> Your goal
Only an exact repetition of the entries will do.

### Material shown

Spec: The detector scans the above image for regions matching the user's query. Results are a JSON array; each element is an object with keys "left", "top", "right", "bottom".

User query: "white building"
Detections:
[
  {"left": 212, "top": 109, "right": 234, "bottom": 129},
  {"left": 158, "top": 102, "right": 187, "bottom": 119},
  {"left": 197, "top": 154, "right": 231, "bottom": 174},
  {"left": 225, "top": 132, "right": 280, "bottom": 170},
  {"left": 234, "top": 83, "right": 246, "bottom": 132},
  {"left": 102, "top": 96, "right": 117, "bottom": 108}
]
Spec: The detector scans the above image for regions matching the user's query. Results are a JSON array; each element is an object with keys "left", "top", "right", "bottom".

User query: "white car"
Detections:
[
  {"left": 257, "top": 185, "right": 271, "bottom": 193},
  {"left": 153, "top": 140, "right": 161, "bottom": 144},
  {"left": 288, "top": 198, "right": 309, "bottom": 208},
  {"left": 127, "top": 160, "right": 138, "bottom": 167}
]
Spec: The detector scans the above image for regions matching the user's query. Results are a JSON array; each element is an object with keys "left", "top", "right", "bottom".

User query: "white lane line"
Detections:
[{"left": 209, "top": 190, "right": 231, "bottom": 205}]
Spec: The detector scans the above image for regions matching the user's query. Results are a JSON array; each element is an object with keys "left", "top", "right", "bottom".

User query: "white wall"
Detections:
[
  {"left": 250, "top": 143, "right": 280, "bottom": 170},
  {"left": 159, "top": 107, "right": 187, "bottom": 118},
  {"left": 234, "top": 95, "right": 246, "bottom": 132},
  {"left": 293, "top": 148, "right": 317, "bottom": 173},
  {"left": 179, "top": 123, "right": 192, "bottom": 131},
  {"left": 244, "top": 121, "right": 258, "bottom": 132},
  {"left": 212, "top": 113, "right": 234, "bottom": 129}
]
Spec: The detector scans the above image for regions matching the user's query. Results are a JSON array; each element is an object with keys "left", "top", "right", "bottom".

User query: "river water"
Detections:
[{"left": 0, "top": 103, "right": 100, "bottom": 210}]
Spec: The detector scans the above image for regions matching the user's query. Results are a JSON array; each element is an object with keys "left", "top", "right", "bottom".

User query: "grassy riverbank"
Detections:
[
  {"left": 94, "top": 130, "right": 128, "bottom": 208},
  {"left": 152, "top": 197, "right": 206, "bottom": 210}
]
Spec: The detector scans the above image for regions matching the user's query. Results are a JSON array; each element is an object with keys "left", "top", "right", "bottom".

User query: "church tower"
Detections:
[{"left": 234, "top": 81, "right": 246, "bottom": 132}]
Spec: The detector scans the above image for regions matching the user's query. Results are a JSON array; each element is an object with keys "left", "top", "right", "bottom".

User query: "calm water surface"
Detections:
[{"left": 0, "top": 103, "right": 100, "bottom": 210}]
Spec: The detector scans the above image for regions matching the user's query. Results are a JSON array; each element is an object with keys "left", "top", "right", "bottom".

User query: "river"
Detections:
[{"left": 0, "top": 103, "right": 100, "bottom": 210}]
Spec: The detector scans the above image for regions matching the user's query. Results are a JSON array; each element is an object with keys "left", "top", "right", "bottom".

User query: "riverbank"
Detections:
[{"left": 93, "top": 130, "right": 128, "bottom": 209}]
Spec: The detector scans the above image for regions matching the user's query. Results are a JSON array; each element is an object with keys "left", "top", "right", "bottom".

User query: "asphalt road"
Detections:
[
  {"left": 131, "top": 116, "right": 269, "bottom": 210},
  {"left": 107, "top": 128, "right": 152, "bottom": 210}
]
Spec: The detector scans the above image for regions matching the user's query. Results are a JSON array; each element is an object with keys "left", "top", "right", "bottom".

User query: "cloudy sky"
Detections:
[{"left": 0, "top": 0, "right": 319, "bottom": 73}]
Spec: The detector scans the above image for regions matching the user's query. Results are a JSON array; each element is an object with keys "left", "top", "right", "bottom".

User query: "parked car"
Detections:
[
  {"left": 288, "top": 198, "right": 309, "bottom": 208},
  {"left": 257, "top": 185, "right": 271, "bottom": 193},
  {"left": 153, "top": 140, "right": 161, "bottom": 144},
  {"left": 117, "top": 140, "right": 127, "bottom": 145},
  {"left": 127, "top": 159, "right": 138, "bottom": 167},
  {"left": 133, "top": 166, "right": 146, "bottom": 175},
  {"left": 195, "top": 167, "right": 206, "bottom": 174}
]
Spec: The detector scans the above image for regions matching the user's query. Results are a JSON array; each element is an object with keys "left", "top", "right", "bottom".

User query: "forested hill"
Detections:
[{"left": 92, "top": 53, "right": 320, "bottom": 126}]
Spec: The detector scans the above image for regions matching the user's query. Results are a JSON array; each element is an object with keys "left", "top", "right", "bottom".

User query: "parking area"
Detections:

######

> Exercise output
Spec: The detector scans the above image for regions matching the user's query. Results are a JSON array; each element is an object with keys "left", "top", "right", "bottom".

User query: "white building"
Detections:
[
  {"left": 212, "top": 109, "right": 234, "bottom": 129},
  {"left": 158, "top": 102, "right": 187, "bottom": 119},
  {"left": 197, "top": 154, "right": 231, "bottom": 174},
  {"left": 225, "top": 132, "right": 280, "bottom": 170},
  {"left": 234, "top": 83, "right": 246, "bottom": 132},
  {"left": 102, "top": 96, "right": 117, "bottom": 108}
]
Spec: The detector scans the above image for regions matching the user's query. Results are a JSON array; each element is an object with keys "left", "top", "right", "bottom".

User query: "white car"
Detections:
[
  {"left": 257, "top": 185, "right": 271, "bottom": 193},
  {"left": 153, "top": 140, "right": 161, "bottom": 144},
  {"left": 288, "top": 198, "right": 309, "bottom": 208},
  {"left": 127, "top": 160, "right": 138, "bottom": 167}
]
Spec: The detector scans the above image for regions matching the user's query. Results are a JSON array; each element is an object with keys "left", "top", "right", "bottom".

User query: "white lane line"
Detections:
[{"left": 209, "top": 190, "right": 231, "bottom": 205}]
Spec: The detector scans the above image for regions matching the user's query. Results are a JSON array; each element is an object with keys "left", "top", "right", "bottom".

User query: "white wall"
Detections:
[
  {"left": 250, "top": 143, "right": 280, "bottom": 170},
  {"left": 159, "top": 107, "right": 187, "bottom": 118},
  {"left": 234, "top": 95, "right": 246, "bottom": 132},
  {"left": 293, "top": 148, "right": 317, "bottom": 173},
  {"left": 179, "top": 123, "right": 192, "bottom": 131},
  {"left": 244, "top": 121, "right": 258, "bottom": 132},
  {"left": 212, "top": 113, "right": 234, "bottom": 129}
]
Spec: The detector scans the above image for regions matching the user's query. Results are a JSON array; each element is an object with keys "left", "top", "right", "bottom".

User query: "river water"
Detections:
[{"left": 0, "top": 103, "right": 100, "bottom": 210}]
Spec: The detector scans the above image for regions matching the user's query. Results are a JSON array; each element is an object with keys "left", "top", "right", "bottom".

User query: "grassy riverbank"
Detections:
[
  {"left": 94, "top": 130, "right": 128, "bottom": 208},
  {"left": 152, "top": 197, "right": 206, "bottom": 210}
]
Spec: The detector scans the above image for regions matching the user's query. Results are a JSON array; each element is an object with keys "left", "top", "right", "bottom".

User query: "church tower"
Detections:
[{"left": 234, "top": 81, "right": 246, "bottom": 132}]
Spec: The detector scans the above image for regions matching the user's query. Results are a JSON array; each element is an object with keys "left", "top", "right", "bottom".

User query: "calm water surface"
Detections:
[{"left": 0, "top": 103, "right": 100, "bottom": 210}]
Spec: The detector scans the above image for regions matching the user's query. Results are a JSON array; each element is an object with keys "left", "top", "right", "bottom".

User query: "river"
Detections:
[{"left": 0, "top": 103, "right": 100, "bottom": 210}]
Spec: The detector scans the above image for regions matching the user's query. Results are a JSON array; each element is an object with keys "left", "top", "right", "bottom".

User query: "riverbank"
Detections:
[{"left": 93, "top": 130, "right": 128, "bottom": 209}]
Spec: The detector scans the above image for regions matching the user's query. Results are a JSON array; each element is an object with keys "left", "top", "right", "bottom".

User query: "asphalt road"
Detections:
[
  {"left": 131, "top": 116, "right": 269, "bottom": 210},
  {"left": 107, "top": 128, "right": 152, "bottom": 210}
]
Spec: The detector scans the above image for regions matching the user's query. Results are a JSON array; each element is an object with keys "left", "top", "right", "bottom".

User query: "cloudy sky"
Detections:
[{"left": 0, "top": 0, "right": 319, "bottom": 73}]
Spec: The detector scans the above image for regions matching the user's query. Results are a JSON array; each element is an object with keys "left", "top", "right", "bottom".

User query: "parked car"
Detections:
[
  {"left": 288, "top": 198, "right": 309, "bottom": 208},
  {"left": 257, "top": 185, "right": 271, "bottom": 193},
  {"left": 153, "top": 140, "right": 161, "bottom": 144},
  {"left": 117, "top": 140, "right": 127, "bottom": 145},
  {"left": 127, "top": 159, "right": 138, "bottom": 167},
  {"left": 133, "top": 166, "right": 146, "bottom": 175},
  {"left": 195, "top": 167, "right": 206, "bottom": 174}
]
Spec: The detector scans the above image for regions matching the user's query. Results are a JSON array; each element is an object with keys "left", "top", "right", "bottom".

User query: "forested hill"
Detections:
[{"left": 92, "top": 53, "right": 320, "bottom": 126}]
Spec: The detector scans the above image for regions matching the user's query. Results are a JSON array; each element is an object with keys "left", "top", "right", "bottom".

User query: "parking area"
Detections:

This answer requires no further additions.